• **SELECTED EXCERPT**:

Search code examples
pythonpandasmemorycombinationspython-itertools

How can I solve to get a large combination of n binary values in Python if memory error occurs?


I am trying to run get all combination of n binary values 0 and 1. Here are the codes that I typed.

import itertools
from itertools import product
import pandas as pd
combinations=pd.DataFrame(product(range(2),repeat=k))

This works when the value of k is small. However, I need to get all combination of at least 30 binary values 0 and 1. For example, I tried k=31 and it resulted a memory error as shown below.

---------------------------------------------------------------------------
MemoryError                               Traceback (most recent call last)
<ipython-input-5-97fdebdd2a99> in <module>
----> 1 pd.DataFrame(product(range(2),repeat=k))

~\anaconda3\lib\site-packages\pandas\core\frame.py in __init__(self, data, index, columns, dtype, copy)
    467         elif isinstance(data, abc.Iterable) and not isinstance(data, (str, bytes)):
    468             if not isinstance(data, (abc.Sequence, ExtensionArray)):
--> 469                 data = list(data)
    470             if len(data) > 0:
    471                 if is_list_like(data[0]) and getattr(data[0], "ndim", 1) == 1:

MemoryError: 

I have tried to run this piece of codes in a computer with 128GB RAM and a python x64 version yet I was not successful to get the desired results but only memory error.

For example, is it possible to create two or more dataframe that together form my desired dataframe? Nonetheless, I had no ideas on how to work this out to do separate computation getting the combination and combine them at the end.

Or, is there any other way to successfully get the large combination in python?

I could really use your help.


Solution

  • You can generate all binary strings of N bits (which seems to be what you want here) with a generator like

    def generate_binary_strings(n):
        format_string = f"{{:0{n}b}}"
        for x in range(1 << n):
            yield format_string.format(x)
    
    
    for x in generate_binary_strings(4):
        print(x)
    

    This outputs

    0000
    0001
    0010
    0011
    0100
    0101
    0110
    0111
    1000
    1001
    1010
    1011
    1100
    1101
    1110
    1111
    

    I'd still advise against putting them in a list, though - it's going to be long with bits=30 :)

• **GIVEN PROBLEM A**: Reproduce the entries in Block 1 below line for line, leaving the pictures out of your copy.

• **DATA FOR PROCESSING**:
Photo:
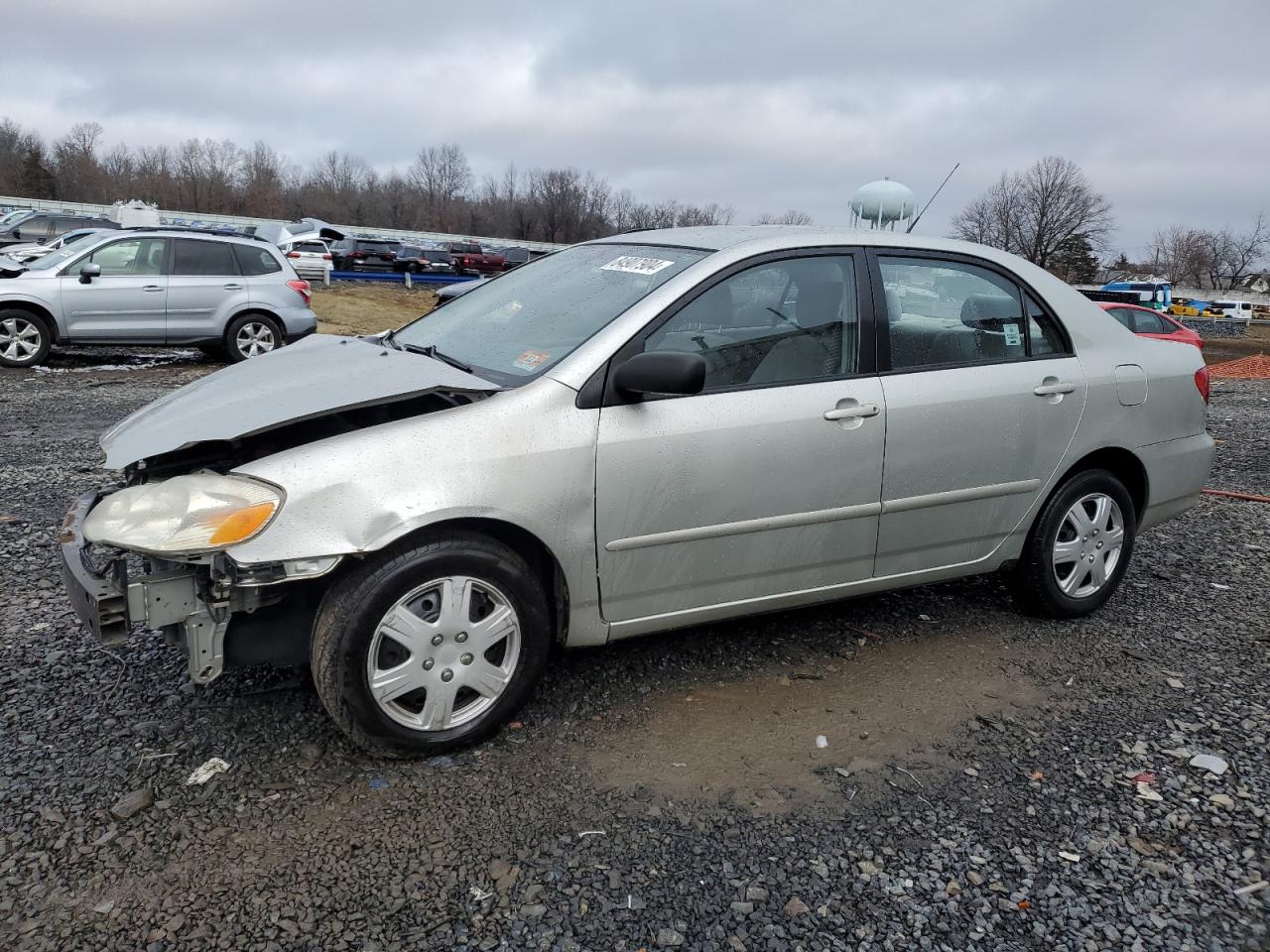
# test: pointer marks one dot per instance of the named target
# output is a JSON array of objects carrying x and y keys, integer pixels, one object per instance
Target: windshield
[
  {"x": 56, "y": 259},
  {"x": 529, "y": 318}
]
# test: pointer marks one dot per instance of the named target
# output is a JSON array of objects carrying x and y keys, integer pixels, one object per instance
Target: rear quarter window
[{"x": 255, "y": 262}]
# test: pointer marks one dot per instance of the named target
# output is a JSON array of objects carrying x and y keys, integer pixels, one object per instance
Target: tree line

• **GIVEN PROBLEM B**: According to the thread about binary combinations, how much RAM did the computer that still hit the memory error have?

• **FULL SOLUTION A**:
Photo:
# test: pointer marks one dot per instance of the named target
# output is a JSON array of objects carrying x and y keys, integer pixels, one object per instance
Target: windshield
[
  {"x": 56, "y": 259},
  {"x": 529, "y": 318}
]
# test: pointer marks one dot per instance of the named target
# output is a JSON array of objects carrying x and y keys, integer pixels, one object per instance
Target: rear quarter window
[{"x": 255, "y": 262}]
# test: pointer marks one dot per instance of the named target
# output is a JSON array of objects carrying x and y keys, integer pixels, one object per instance
Target: tree line

• **FULL SOLUTION B**: 128GB of RAM.